* START EXCERPT PROVIDED *

What is the impact of technology? A look at the top innovations from the past and future

Discover the top 5 technologies that transformed the world in the last century and explore groundbreaking innovations set to shape the next 100 years.

World Techies Day is a celebration of all that is tech, from the smartphone in your hands to the car you rode in on, and the people who use them.

We’ve voted on the 5 technologies that changed the world in the last 100 years and then taken a look at the big 5 that we’re likely to see in the next century.

Strap in!

Tech from the last 100 years

Rocket Science

It’s not that difficult, it isn’t… oh, it is!

From the very first rockets launched during WW2, they’ve grown in complexity and purpose. Then, almost 60 years ago, they captured the imagination of the world when they put a man on the moon.

Since then, they’ve put satellites into space, giving us GPS and telecommunications, to pass beyond the edges of our solar system and out into the universe!

Concrete

We might have taken a bit of a liberty here as, technically, concrete was invented by the ancient Greeks or Chinese as long as 2000 years ago. It’s been found in the royal palaces in Cyprus from 800 BCE, and the Romans supposedly stole one of the many recipes in 700 BCE.

Still, it’s safe to say it really didn’t come into its own until the 20th Century and, since then, it’s become the second-most-used substance in the world! The first? Water!

Computers

The concept had been around for millennia and the Antikythera Mechanism could be the very first, although the great mathematician Ada Lovelace holds the official record for the first computer.

Computers, as we might recognise them today, were an evolution of Alan Turing’s Enigma-cracking machine. They have since come to dominate our lives, an integral and essential cog in everything we do.

The World Wide Web

Where would we be without the internet? Not reading this, that’s for certain!

Initially used as a method of communication between research teams at UCLA and Stanford, the World Wide Web as we know it now was created by the scientists at CERN in 1989.

35 years on, and it’s become the bedrock of our civilization. From your daily emails, to online shopping, and even this blog, all of it began with WWW dot.

Social Networking

Love it or hate it, social networking has forever changed the way in which we share and consume information, as well as interacting with the people around us.

There were a few systems around in the 70s and 80s that might be considered social networking, but it wasn’t really until the late 90s and 00s that we saw the likes of AOL and MSN Messenger, followed closely by MySpace.

Then, the gamechanger arrived…

Facebook led to a whole new way of communicating and gave rise to the likes of X (Twitter), Instagram, TikTok, and many more!

 

Tech over the next 100 years

Wearables

We’ve all heard of FitBit or Whoop, monitoring your heart rate, blood pressure, and more. Then there’s Meta Wayfarers and Google Glass, bringing augmented reality to your life through sunglasses.

Well, what if you could have all of that in one item?

Several tech companies, including Mojo and InWith, have been developing contact lenses that give you an immersive virtual reality atop the real world. They also claim to be very close to beta testing, which would be a huge moment in the development of our day-to-day.

Want to check your emails? Look bottom right. Call your best friend? Top left. Play Tetris? Maybe, soon!

Graphene/Carbyne

You know that stuff in your pencil? Yeah, that stuff, it turns out, is pretty cool.

Graphene and carbyne are different molecular structures of the same thing, carbon. To date, they are the thinnest materials ever made by humankind at just a single-atom in thickness, and they’re harder than diamonds.

* END EXCERPT PROVIDED *
* START INFORMATION GIVEN *

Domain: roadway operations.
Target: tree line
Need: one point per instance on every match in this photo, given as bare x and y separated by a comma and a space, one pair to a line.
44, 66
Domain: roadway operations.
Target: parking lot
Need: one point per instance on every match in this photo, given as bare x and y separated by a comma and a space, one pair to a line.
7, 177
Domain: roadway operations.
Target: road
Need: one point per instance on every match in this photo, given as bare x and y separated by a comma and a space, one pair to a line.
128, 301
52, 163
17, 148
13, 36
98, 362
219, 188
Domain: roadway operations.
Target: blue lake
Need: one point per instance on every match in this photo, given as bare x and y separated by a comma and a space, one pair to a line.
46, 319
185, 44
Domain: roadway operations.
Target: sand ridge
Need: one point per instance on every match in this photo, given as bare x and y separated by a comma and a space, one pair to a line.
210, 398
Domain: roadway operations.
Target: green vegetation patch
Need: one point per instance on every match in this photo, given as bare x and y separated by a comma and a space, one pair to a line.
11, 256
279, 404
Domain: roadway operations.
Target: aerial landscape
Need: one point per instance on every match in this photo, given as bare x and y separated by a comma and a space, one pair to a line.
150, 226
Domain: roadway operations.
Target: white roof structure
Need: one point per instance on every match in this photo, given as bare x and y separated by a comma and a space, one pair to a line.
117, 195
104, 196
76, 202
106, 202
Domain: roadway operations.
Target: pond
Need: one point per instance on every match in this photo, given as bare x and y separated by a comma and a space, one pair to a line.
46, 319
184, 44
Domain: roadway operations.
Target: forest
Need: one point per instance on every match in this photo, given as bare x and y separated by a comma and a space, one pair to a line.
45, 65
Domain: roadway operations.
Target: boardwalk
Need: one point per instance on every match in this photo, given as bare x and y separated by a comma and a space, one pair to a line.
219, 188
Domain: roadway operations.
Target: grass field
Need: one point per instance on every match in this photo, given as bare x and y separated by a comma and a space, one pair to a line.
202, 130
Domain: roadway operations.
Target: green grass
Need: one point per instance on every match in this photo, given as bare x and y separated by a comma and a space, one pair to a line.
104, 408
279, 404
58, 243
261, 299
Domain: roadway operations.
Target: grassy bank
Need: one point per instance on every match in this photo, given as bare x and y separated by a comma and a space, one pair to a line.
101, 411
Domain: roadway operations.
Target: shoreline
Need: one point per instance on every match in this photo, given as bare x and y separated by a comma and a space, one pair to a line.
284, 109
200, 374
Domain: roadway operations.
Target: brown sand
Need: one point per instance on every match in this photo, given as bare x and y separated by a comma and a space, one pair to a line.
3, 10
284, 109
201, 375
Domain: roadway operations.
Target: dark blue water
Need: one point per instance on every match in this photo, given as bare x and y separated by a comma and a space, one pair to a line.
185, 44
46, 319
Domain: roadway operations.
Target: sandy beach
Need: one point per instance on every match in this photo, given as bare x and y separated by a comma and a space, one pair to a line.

* END INFORMATION GIVEN *

§ TASK DESCRIPTION
According to the technology article, who created the World Wide Web as we know it now, and in what year?

§ FINISHED ANSWER
The scientists at CERN created it in 1989.